STATED TASK: Give the part of the listing that runs from its first line through the line containing "[[296, 177], [370, 162]]", both included, as a JSON list of strings with one string per line. Leave out blank lines and any pictures.

THE DATA:
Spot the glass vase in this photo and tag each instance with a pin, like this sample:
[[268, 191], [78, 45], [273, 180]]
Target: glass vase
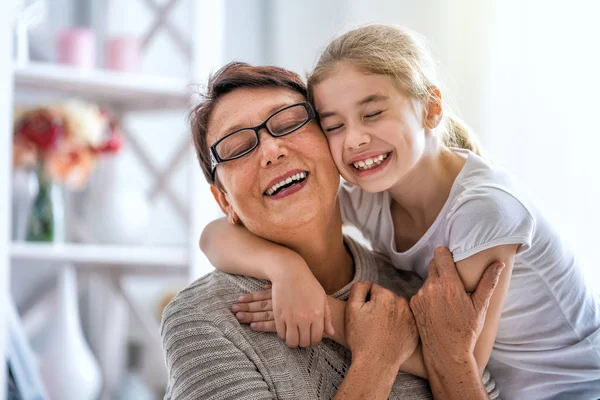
[[47, 217]]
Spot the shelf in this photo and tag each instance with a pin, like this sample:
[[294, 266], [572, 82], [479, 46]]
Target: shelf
[[127, 91], [100, 255]]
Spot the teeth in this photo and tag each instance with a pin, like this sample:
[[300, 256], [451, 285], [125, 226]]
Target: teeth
[[296, 177], [370, 162]]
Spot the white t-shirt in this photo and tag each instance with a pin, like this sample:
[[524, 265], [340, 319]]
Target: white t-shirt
[[548, 341]]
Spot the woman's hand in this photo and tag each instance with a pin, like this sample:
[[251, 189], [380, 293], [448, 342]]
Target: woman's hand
[[449, 319], [379, 325], [295, 307]]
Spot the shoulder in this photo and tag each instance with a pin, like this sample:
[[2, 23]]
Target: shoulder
[[402, 283], [486, 209], [375, 267], [485, 188], [204, 303]]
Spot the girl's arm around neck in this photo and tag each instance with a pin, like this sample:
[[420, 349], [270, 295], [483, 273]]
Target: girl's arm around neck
[[235, 250]]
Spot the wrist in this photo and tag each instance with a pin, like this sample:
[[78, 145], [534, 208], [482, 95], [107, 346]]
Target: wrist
[[378, 362], [445, 364], [284, 263]]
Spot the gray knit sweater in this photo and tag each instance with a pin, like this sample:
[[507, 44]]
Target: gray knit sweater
[[210, 355]]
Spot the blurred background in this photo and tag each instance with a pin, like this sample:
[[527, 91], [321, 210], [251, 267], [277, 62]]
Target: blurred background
[[100, 223]]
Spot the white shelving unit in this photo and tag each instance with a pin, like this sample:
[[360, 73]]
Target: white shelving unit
[[123, 93], [108, 255], [127, 92]]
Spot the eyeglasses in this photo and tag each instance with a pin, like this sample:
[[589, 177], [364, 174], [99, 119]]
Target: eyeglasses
[[242, 142]]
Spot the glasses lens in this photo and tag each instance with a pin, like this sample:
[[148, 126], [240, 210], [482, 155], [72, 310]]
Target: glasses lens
[[288, 120], [237, 144]]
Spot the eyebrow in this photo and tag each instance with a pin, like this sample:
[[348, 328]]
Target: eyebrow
[[373, 98], [270, 112]]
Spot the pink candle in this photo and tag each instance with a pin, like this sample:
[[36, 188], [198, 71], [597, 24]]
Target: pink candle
[[123, 53], [77, 47]]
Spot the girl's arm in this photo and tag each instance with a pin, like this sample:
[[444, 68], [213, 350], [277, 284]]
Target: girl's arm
[[235, 250], [470, 270], [300, 306]]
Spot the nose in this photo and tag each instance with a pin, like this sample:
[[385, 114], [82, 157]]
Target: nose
[[272, 149], [356, 137]]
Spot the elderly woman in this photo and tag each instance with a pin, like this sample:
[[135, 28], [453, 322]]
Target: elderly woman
[[255, 129]]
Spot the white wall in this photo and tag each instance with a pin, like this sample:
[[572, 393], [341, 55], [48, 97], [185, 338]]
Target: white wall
[[542, 109], [522, 73]]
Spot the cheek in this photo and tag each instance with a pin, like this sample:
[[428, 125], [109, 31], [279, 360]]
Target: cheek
[[336, 148]]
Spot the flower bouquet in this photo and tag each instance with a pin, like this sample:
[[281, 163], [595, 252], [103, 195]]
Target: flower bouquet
[[62, 143]]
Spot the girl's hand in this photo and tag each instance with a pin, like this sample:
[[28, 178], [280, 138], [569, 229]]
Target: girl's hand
[[297, 309]]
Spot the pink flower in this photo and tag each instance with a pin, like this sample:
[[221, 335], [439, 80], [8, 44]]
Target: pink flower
[[42, 127]]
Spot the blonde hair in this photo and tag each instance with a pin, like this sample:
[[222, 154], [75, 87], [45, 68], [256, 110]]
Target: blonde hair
[[398, 53]]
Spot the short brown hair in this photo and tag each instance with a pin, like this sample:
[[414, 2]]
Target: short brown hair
[[233, 76]]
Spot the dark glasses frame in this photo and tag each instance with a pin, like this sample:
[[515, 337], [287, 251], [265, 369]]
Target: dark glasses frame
[[215, 159]]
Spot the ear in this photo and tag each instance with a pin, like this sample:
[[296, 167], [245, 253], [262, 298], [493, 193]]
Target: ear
[[224, 204], [433, 109]]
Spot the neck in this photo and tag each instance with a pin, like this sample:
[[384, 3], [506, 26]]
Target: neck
[[422, 193], [321, 244]]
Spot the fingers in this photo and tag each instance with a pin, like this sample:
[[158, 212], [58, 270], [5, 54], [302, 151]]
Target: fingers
[[292, 337], [255, 306], [316, 332], [485, 288], [432, 270], [280, 329], [256, 296], [265, 326], [304, 337], [328, 321], [358, 294], [381, 295]]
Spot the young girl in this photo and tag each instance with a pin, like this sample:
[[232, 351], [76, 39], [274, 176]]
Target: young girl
[[415, 181]]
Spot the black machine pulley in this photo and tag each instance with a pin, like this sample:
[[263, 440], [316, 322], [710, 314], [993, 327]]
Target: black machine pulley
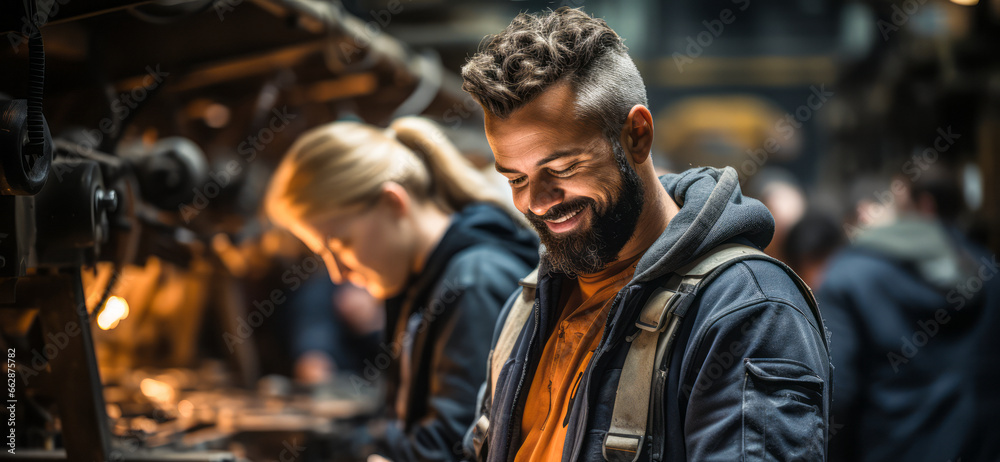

SOLUTION BELOW:
[
  "Spot the glass vase in this photo and tag each instance with a pin, like this sample:",
  "[[268, 191], [78, 45], [273, 180]]",
  "Target: glass vase",
  "[[47, 217]]",
  "Spot the shelf in this photo and tag each instance with a pin, like this sample:",
  "[[294, 266], [572, 82], [479, 46]]",
  "Target: shelf",
  "[[127, 91], [100, 255]]",
  "Spot the teeth in this photo and tag each instance with a pin, like this sample:",
  "[[300, 256], [451, 285], [125, 226]]",
  "Target: teeth",
  "[[296, 177], [370, 162]]"
]